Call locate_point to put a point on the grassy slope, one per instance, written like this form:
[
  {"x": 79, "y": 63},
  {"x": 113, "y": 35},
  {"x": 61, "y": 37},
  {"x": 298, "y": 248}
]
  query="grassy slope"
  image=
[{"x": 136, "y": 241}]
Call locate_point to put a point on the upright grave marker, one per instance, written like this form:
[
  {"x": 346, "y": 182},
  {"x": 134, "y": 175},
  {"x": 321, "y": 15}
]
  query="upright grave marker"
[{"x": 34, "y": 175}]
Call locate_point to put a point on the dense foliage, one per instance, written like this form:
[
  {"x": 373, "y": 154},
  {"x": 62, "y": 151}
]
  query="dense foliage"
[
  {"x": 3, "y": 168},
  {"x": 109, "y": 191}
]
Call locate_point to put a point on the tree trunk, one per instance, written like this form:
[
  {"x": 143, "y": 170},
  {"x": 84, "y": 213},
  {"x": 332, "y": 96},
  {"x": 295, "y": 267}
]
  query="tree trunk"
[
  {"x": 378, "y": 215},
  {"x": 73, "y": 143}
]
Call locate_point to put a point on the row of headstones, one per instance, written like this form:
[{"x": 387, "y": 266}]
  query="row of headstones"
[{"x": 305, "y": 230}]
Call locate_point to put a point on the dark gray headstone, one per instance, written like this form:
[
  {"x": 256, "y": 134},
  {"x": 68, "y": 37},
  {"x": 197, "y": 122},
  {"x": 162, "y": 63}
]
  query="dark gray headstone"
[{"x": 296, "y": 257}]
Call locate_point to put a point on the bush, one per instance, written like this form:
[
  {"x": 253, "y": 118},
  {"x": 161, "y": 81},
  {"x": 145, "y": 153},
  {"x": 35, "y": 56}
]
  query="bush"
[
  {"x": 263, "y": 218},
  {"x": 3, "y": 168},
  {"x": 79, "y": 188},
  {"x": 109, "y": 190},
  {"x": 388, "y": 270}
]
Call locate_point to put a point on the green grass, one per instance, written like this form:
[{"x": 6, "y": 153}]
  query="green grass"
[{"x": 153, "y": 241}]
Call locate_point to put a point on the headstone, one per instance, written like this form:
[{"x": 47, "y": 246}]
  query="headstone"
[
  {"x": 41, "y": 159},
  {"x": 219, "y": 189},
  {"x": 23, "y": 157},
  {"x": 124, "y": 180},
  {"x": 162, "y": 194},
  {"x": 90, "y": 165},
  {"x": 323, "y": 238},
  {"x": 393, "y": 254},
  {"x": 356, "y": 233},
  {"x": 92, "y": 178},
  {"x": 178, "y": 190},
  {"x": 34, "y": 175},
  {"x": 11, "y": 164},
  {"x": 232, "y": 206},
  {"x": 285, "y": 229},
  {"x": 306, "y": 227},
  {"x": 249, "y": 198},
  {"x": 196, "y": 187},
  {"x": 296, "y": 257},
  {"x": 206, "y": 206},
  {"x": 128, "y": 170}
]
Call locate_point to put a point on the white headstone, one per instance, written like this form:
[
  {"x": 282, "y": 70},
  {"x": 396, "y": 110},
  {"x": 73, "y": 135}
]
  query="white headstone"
——
### Required task
Copy every line of the data above without changing anything.

### Full response
Call locate_point to put a point on the grassy slope, one per instance, written like this form:
[
  {"x": 79, "y": 63},
  {"x": 113, "y": 35},
  {"x": 61, "y": 37},
  {"x": 298, "y": 248}
]
  query="grassy slope"
  image=
[{"x": 136, "y": 241}]
Call locate_point to put a point on the upright grave marker, one per instance, written like this form:
[
  {"x": 346, "y": 182},
  {"x": 134, "y": 175},
  {"x": 321, "y": 15}
]
  query="upright grave marker"
[{"x": 34, "y": 175}]
Call locate_point to put a point on the dense foliage, one per instance, written like this form:
[
  {"x": 373, "y": 154},
  {"x": 62, "y": 151}
]
  query="dense foliage"
[
  {"x": 3, "y": 168},
  {"x": 109, "y": 191}
]
Call locate_point to put a point on the tree trunk, one per instance, written like this form:
[
  {"x": 143, "y": 170},
  {"x": 84, "y": 213},
  {"x": 332, "y": 96},
  {"x": 295, "y": 267}
]
  query="tree trunk"
[
  {"x": 378, "y": 215},
  {"x": 73, "y": 143}
]
Call locate_point to put a point on the row of headstones, one per instance, written like this form:
[{"x": 387, "y": 266}]
  query="row of headstones"
[{"x": 305, "y": 230}]
Call locate_point to put a point on the dark gray headstone, one per instance, written like this form:
[
  {"x": 256, "y": 134},
  {"x": 68, "y": 37},
  {"x": 197, "y": 122},
  {"x": 162, "y": 63}
]
  query="dark gray headstone"
[{"x": 296, "y": 257}]
Call locate_point to put a point on the bush, one per instance, written like this form:
[
  {"x": 253, "y": 118},
  {"x": 161, "y": 81},
  {"x": 145, "y": 153},
  {"x": 35, "y": 56}
]
  query="bush"
[
  {"x": 263, "y": 218},
  {"x": 3, "y": 168},
  {"x": 79, "y": 188},
  {"x": 109, "y": 190},
  {"x": 388, "y": 270}
]
Call locate_point to put a point on the green grass, one per instance, written like this form:
[{"x": 6, "y": 153}]
  query="green grass"
[{"x": 153, "y": 241}]
Call locate_point to put a point on the headstone, one per instance, written like this form:
[{"x": 47, "y": 246}]
  query="headstone"
[
  {"x": 41, "y": 159},
  {"x": 219, "y": 189},
  {"x": 23, "y": 157},
  {"x": 124, "y": 180},
  {"x": 162, "y": 194},
  {"x": 90, "y": 165},
  {"x": 323, "y": 238},
  {"x": 393, "y": 254},
  {"x": 356, "y": 233},
  {"x": 92, "y": 178},
  {"x": 178, "y": 190},
  {"x": 34, "y": 175},
  {"x": 11, "y": 164},
  {"x": 232, "y": 206},
  {"x": 285, "y": 229},
  {"x": 306, "y": 227},
  {"x": 249, "y": 198},
  {"x": 196, "y": 187},
  {"x": 296, "y": 257},
  {"x": 206, "y": 206},
  {"x": 128, "y": 170}
]
Call locate_point to put a point on the white headstone, one per instance, written like this form:
[
  {"x": 282, "y": 70},
  {"x": 396, "y": 110},
  {"x": 73, "y": 135}
]
  query="white headstone"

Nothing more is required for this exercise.